• YOUR OBJECTIVE
Retype every one of the following items exactly, preserving each character and line break.

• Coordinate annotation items
****************************************

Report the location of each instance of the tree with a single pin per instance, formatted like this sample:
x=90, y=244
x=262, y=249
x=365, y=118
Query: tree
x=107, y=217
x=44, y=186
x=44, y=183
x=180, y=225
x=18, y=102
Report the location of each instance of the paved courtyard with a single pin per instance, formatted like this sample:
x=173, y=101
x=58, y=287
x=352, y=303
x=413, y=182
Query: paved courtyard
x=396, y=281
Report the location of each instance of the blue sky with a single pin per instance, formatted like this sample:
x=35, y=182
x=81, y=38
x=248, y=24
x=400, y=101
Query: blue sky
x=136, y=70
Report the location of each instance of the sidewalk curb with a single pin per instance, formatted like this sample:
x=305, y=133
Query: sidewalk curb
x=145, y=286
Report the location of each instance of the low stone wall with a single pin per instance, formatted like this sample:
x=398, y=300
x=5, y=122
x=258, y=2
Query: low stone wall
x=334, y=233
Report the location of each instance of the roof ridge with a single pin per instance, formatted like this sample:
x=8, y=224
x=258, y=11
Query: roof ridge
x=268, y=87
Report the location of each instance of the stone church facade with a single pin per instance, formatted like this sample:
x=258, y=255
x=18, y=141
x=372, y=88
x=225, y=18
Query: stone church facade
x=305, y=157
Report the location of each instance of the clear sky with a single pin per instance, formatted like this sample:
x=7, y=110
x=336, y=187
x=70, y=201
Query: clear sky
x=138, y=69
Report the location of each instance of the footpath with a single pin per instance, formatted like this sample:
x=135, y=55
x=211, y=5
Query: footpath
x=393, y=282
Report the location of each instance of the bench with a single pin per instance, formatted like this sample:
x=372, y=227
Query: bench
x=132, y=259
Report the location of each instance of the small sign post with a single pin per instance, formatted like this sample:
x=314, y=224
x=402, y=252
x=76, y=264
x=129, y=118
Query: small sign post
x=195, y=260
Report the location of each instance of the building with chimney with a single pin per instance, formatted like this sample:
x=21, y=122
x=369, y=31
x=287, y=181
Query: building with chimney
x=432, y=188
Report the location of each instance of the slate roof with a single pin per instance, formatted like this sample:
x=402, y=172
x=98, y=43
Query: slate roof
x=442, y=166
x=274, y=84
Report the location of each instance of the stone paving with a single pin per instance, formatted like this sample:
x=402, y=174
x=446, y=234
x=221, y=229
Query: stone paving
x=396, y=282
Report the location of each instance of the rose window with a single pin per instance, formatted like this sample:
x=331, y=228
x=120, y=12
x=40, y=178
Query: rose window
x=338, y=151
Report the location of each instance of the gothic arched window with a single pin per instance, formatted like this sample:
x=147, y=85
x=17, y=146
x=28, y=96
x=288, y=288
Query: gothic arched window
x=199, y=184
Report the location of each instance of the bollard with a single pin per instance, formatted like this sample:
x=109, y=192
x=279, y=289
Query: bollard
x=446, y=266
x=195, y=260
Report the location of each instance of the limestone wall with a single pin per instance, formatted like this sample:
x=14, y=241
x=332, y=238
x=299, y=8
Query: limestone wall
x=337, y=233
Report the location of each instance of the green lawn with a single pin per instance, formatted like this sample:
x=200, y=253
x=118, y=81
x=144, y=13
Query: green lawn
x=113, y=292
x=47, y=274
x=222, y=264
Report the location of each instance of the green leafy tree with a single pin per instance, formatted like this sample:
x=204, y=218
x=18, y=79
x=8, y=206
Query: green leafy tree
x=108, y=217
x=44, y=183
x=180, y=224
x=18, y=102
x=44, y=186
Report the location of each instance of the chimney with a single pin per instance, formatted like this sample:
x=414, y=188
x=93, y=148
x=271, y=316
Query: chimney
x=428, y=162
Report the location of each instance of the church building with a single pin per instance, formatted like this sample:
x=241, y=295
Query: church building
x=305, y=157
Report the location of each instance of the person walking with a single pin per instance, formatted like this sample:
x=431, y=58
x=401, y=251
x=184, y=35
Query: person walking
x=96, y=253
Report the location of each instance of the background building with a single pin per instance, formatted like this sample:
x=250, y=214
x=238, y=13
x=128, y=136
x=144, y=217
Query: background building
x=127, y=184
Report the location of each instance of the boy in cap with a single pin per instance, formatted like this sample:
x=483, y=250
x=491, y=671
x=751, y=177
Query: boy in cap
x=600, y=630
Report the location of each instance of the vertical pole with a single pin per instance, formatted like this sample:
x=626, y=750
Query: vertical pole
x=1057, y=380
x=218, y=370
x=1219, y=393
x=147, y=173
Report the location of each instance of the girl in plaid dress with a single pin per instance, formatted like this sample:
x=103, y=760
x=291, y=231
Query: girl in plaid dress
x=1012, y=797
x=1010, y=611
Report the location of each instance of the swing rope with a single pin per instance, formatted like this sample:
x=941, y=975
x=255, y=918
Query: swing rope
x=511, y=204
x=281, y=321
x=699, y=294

****************************************

• FINISHED ANSWER
Report the location of each instance of the tree with a single pin per instance, formatted like this sample:
x=90, y=244
x=262, y=249
x=365, y=118
Query: tree
x=107, y=217
x=44, y=186
x=44, y=183
x=180, y=225
x=18, y=102
Report the location of each instance of the paved courtyard with a single pin per instance, formatted like this sample:
x=173, y=101
x=58, y=287
x=352, y=303
x=413, y=182
Query: paved courtyard
x=396, y=281
Report the location of each instance of the blue sky with a single pin per instance, formatted like this sample:
x=35, y=182
x=81, y=38
x=248, y=24
x=400, y=101
Query: blue sky
x=136, y=70
Report the location of each instance of the sidewalk curb with a single pin per instance, formatted like this sample:
x=305, y=133
Query: sidewalk curb
x=145, y=286
Report the location of each instance of the low stone wall with a single pin per instance, formatted like this sample:
x=398, y=300
x=5, y=122
x=258, y=2
Query: low stone wall
x=334, y=233
Report the location of each instance of the roof ridge with a single pin per instance, formatted like this sample:
x=8, y=224
x=258, y=11
Query: roof ridge
x=268, y=87
Report the location of each instance of the stone church facade with a single pin per instance, formatted like this sample:
x=258, y=255
x=18, y=141
x=372, y=88
x=225, y=18
Query: stone church facade
x=305, y=157
Report the location of each instance of the clear sky with a single pin per instance, formatted like this sample:
x=7, y=110
x=336, y=187
x=70, y=201
Query: clear sky
x=138, y=69
Report the location of each instance of the footpath with a single pin per instance, formatted like this sample:
x=135, y=55
x=211, y=5
Query: footpath
x=393, y=282
Report the location of each instance of the bench with a single pin per instance, formatted like this sample:
x=372, y=227
Query: bench
x=132, y=259
Report the location of each instance of the small sign post with a single pin per instance, formatted like this sample:
x=314, y=224
x=402, y=252
x=76, y=264
x=129, y=118
Query: small sign post
x=195, y=260
Report the location of each instance of the building with chimney with a single pin per instance, formatted like this sample:
x=21, y=122
x=369, y=31
x=287, y=181
Query: building with chimney
x=432, y=188
Report the location of each instance of the slate roof with a single pin per instance, formatted like this sample:
x=402, y=172
x=98, y=43
Query: slate roof
x=442, y=166
x=274, y=84
Report the location of each instance of the stone paving with a single pin per instance, formatted like this sample:
x=402, y=174
x=446, y=234
x=221, y=229
Query: stone paving
x=396, y=282
Report the location of each instance of the rose window with a single pin per instance, formatted like this sample:
x=331, y=228
x=120, y=12
x=40, y=178
Query: rose window
x=338, y=151
Report the location of each instance of the gothic arched window with a single pin per instance, formatted like this sample:
x=147, y=85
x=17, y=146
x=28, y=96
x=288, y=288
Query: gothic arched window
x=199, y=184
Report the location of each instance of the bollard with a single pin per instance, formatted like this sample:
x=109, y=192
x=279, y=289
Query: bollard
x=446, y=266
x=195, y=260
Report the location of each instance of the limestone wall with a single pin per instance, formatted like this sample:
x=14, y=241
x=332, y=238
x=299, y=8
Query: limestone wall
x=337, y=233
Report the location of each instance of the green lawn with a single pin per instance, formatted like this sample:
x=200, y=253
x=118, y=81
x=144, y=13
Query: green lawn
x=113, y=292
x=47, y=274
x=222, y=264
Report the location of each instance of the green leafy tree with a single pin per instance, formatted like this sample:
x=204, y=218
x=18, y=79
x=8, y=206
Query: green leafy tree
x=108, y=217
x=44, y=183
x=180, y=224
x=18, y=102
x=44, y=186
Report the location of each instance of the chimney with a single pin per instance, formatted like this sample:
x=414, y=188
x=93, y=148
x=271, y=316
Query: chimney
x=428, y=162
Report the location of each instance of the church building with a single pin per instance, formatted like this sample:
x=241, y=295
Query: church building
x=305, y=157
Report the location of each instance of the person walking with a single pin per instance, formatted like this sample:
x=431, y=58
x=401, y=251
x=184, y=35
Query: person walking
x=96, y=253
Report the location of each instance of the background building with a single pin per instance, formatted like this sample:
x=250, y=214
x=238, y=13
x=128, y=136
x=144, y=217
Query: background building
x=127, y=184
Report the location of each instance of the boy in cap with a single pin per instance, formatted like this sample:
x=483, y=250
x=491, y=671
x=751, y=177
Query: boy in cap
x=600, y=630
Report the location of each instance of the vertical pole with a single pin per instance, formatted like this sample:
x=626, y=750
Query: vertical pole
x=1057, y=380
x=218, y=370
x=1219, y=393
x=147, y=173
Report the location of each instance of the girl in plaid dress with a single pin per instance, formatted like this sample:
x=103, y=760
x=291, y=231
Query: girl in plaid dress
x=1012, y=797
x=1010, y=611
Report the location of each instance of the swing rope with a single pin per instance, formatted like this sample:
x=941, y=975
x=255, y=918
Query: swing rope
x=511, y=204
x=281, y=321
x=699, y=294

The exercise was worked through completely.